I got to bed around midnight but couldn’t sleep. I keep getting the impression that I needed to go down to the bus station. Because of this, I knew they hadn’t found another bus driver. I got dressed and told my wife I needed to go down to the bus station. She couldn’t understand why, I had not received any phone call telling me I needed to.

When I got their sure enough there was a bus full of very angry passengers. The bus station was closed and they had been waiting there for hours with nothing to eat and no where to go. Had I not come they would have had to spend the night in the bus. The bus station being closed they had called everyone they could think of including the police. Needless to say they were very happy to see me. I called and woke my boss up to tell him I was driving the bus to Gallop.

When I got on the bus, some of the more aggressive passengers started questioning me. The conversation went something like this.
“Did the bus company call you?”
“NO”
“Did the police get a hold of you?
“NO”

---+---

_Required work_
1. Name each person or group the narrator talks to or tells something in the bus station story.
2. Please rewrite the bus station story from "When I got their" up to and including "bus to Gallop.", with "passengers" swapped for "travelers".
3. Carry the bus station story on from its last line.
The records have no connection to the bus station story.

(Object pointing dataset rows)
---+---

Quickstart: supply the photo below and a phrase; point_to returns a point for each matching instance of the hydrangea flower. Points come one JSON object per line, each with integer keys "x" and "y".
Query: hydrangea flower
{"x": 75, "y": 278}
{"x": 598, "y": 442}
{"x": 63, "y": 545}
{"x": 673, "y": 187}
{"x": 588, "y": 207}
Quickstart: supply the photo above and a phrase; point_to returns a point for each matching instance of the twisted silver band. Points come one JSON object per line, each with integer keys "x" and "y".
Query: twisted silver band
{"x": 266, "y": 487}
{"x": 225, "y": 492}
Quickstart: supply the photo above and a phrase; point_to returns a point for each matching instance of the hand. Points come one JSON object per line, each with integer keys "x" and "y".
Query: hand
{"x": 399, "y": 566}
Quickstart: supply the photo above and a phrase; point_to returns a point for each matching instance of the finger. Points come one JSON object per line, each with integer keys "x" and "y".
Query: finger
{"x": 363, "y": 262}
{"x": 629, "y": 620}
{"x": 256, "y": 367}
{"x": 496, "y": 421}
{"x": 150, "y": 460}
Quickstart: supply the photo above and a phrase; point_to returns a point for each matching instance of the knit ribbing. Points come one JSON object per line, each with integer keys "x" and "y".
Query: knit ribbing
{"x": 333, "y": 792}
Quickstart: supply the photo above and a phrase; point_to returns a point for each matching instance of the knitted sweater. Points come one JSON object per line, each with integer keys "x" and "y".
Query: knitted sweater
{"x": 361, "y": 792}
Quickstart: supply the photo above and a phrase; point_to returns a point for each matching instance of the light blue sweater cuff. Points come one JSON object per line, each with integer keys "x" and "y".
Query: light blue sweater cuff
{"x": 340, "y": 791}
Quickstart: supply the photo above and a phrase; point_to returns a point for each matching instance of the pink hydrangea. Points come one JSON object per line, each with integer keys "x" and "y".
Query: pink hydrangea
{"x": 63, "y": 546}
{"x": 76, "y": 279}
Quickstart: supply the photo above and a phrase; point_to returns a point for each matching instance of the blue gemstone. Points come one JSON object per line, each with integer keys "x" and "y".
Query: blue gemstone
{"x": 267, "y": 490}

---+---

_Responses per task_
1. His wife, his boss, and the passengers

2.
When I got their sure enough there was a bus full of very angry travelers. The bus station was closed and they had been waiting there for hours with nothing to eat and no where to go. Had I not come they would have had to spend the night in the bus. The bus station being closed they had called everyone they could think of including the police. Needless to say they were very happy to see me. I called and woke my boss up to tell him I was driving the bus to Gallop.

3.
Then who called you?
“No one.”
A moment of silence.
“Then how did you know we needed a driver?”

I thought “how do I answer this one, I want to be honest but they will think I’m crazy”.
So I simply looked out over the bus full of passengers and said,
“Someone Prayed”.
The bus went silent, as I looked at them a lady in the third row, isle seat, sheepishly made the slightest hand signal, which only I could see.
I said, “That’s why I’m here.”
I then got in the drivers seat, started the bus and drove them to Gallop.

It wasn’t the anger, rage and phone calls of the aggressive passengers that got them safely to Gallop that night. It was the lady in the third row who humbly prayed.